*Задание 1*. Из примеров каких революций, согласно тексту о г. Милюкове, выведен закон о том, что стихийная революция заканчивается военной диктатурой?

*Документ*.
- - -

Г. Милюков крепко верит в один из "законов", вроде закона о влиянии носов на души правителей, в незыблемый закон, что всякая "стихийная революция находит свой исход в военной диктатуре". (См. Речь No 90, конец весьма поучительного ответа г. Милюкова трудовику Жилкину). Закон этот выведен совершенно индуктивно из примеров великой английской и великой французской революций. Никакого анализа русских и особенно международных условий нашей революции г. Милюков нигде, насколько нам известно, не дал. Но историческая аргументация у него, конечно, имеется обильная. Произвести "стихийную революцию" и закрепить демократическую республику союзом с революционными элементами запада, развить национальную революцию во всеевропейскую? Об этом ничего не говорит сага, а потому это пустые иллюзии. Нет, надо бояться бурной и победоносной революции, страшиться победить, за победой идет военная диктатура. Так-то история в её примитивном "законодательстве" общипывает крылья историку, оставляет ему лишь куриные остатки их для полетов с насеста на насест. И когда в своей любопытной полемике с чертоплясом Меньшиковым г. Милюков говорит: Я не оптимист, я думаю, что при бездарном правительстве мы имеем бессильную революцию, -- он говорит не настоящую правду, он должен бы сказать: "я оптимист, слава Богу, и правительство у нас бездарно, и революция бессильна". Ибо только при бессилии стихийной революции, при тщетности "якобинской агитации" осуществим трезвенной план г. Милюкова: сразу завоевать то именно, к чему окольным путем неизбежно, по его мнению, придет революция. Да: буржуазный порядок под высокой рукой конституционного монарха, это отмерила нам Мойра, и г. Милюков заявляет:
"Мы с г. Жилкиным можем быть разбиты и сметены, но "течение жизни" вступит, в свои права, и в конечном итоге, путем новых тяжелых жертв, приведет к тому, самому, к чему мы стремимся прямо привести страну, практикуя, по мере сил и уменья, ту дозу политического искусства, какой мы обладаем".
Доза политического искусства прилагается к тому, чтобы не дать революции размахнуться. Буржуазия не хочет этого, боясь за свои худобишки и животишки, а г. Милюков потому, что он провидящая беды Кассандра, потому, что прошлое, "сага" служит для него ручательством, что крутись, как хочешь, а в результате больше куцей конституции ничего не будет, лучше же сразу помириться на малом.
Трогательное совпадение. И с пафосом искреннего ученого г. Милюков поет:
Ах, да пускай свет осуждает,
Ах, да пускай клянет молва!

- - -

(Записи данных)
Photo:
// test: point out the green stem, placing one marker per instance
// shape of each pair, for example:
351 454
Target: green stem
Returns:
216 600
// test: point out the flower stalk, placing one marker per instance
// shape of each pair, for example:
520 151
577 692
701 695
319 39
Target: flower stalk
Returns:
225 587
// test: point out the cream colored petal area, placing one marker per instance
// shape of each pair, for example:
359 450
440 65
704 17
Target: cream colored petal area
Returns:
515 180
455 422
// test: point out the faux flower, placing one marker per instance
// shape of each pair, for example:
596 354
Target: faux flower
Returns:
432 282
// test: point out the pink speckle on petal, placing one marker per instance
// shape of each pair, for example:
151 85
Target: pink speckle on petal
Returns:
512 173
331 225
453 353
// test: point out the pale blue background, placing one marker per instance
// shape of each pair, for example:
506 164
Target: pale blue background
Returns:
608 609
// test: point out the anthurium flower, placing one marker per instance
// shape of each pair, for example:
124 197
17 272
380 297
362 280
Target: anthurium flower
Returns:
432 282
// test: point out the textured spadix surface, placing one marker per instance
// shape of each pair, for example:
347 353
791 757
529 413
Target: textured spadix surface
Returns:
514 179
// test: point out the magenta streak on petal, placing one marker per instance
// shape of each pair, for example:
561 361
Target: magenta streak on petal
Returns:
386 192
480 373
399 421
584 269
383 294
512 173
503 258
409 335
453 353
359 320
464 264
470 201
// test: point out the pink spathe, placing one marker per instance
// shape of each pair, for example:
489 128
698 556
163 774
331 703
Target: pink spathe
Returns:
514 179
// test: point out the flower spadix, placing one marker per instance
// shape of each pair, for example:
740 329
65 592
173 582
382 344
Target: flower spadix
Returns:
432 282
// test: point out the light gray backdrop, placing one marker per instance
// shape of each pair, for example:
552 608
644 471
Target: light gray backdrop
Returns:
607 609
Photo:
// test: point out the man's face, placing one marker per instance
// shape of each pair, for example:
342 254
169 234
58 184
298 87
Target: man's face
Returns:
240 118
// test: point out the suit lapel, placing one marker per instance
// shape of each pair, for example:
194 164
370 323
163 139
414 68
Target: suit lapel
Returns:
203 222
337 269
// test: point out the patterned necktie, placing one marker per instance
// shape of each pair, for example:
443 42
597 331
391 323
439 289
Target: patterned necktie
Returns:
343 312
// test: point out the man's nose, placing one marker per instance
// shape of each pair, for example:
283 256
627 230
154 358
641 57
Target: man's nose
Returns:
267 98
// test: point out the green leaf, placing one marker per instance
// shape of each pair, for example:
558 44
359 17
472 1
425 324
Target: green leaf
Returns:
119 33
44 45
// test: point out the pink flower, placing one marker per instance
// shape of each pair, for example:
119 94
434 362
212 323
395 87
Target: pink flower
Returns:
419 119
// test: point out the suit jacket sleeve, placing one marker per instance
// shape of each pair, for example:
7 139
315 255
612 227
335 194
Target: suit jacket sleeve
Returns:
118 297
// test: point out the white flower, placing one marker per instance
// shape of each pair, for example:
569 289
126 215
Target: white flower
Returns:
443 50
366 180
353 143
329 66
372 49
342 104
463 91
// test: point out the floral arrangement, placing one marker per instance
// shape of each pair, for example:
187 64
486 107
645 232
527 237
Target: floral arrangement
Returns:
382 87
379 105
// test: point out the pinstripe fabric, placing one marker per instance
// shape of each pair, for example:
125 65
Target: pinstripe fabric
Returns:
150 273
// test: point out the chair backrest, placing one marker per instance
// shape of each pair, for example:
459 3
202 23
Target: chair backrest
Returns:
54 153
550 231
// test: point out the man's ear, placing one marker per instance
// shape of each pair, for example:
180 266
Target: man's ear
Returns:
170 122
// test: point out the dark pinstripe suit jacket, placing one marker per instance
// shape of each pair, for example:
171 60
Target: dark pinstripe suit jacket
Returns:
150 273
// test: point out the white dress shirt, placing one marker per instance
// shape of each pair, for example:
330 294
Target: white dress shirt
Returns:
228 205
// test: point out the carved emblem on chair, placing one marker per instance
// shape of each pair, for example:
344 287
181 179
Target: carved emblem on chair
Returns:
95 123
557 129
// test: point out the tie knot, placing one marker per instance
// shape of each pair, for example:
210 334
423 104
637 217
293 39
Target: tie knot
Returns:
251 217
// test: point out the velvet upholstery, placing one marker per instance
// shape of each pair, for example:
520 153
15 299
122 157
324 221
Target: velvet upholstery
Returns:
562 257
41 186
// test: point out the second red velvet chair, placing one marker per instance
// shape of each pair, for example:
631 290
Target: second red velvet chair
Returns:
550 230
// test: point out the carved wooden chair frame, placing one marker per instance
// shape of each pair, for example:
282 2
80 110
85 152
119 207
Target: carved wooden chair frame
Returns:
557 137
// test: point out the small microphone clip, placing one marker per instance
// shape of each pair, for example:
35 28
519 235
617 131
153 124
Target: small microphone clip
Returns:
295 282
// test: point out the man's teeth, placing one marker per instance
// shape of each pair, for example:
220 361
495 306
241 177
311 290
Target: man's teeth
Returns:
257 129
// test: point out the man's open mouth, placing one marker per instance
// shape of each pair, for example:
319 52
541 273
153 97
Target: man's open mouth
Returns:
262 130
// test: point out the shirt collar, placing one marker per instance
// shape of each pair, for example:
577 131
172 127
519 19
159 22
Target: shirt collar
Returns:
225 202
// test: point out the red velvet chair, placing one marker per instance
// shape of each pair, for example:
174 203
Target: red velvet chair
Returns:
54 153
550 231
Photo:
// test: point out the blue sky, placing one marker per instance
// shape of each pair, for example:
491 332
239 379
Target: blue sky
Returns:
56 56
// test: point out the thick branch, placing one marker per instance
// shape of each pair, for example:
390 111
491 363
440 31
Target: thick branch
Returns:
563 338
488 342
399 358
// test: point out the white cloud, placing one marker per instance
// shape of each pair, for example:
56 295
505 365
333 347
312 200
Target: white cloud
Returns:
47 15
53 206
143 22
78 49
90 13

- - -

*Задание 2*. Отфильтруйте записи и выпишите все строки, в которых встречается слово "pale". Регистр букв имеет значение.

*Полный ответ 1*. Из примеров великой английской и великой французской революций.

*Полный ответ 2*.
// test: point out the pale blue background, placing one marker per instance
Target: pale blue background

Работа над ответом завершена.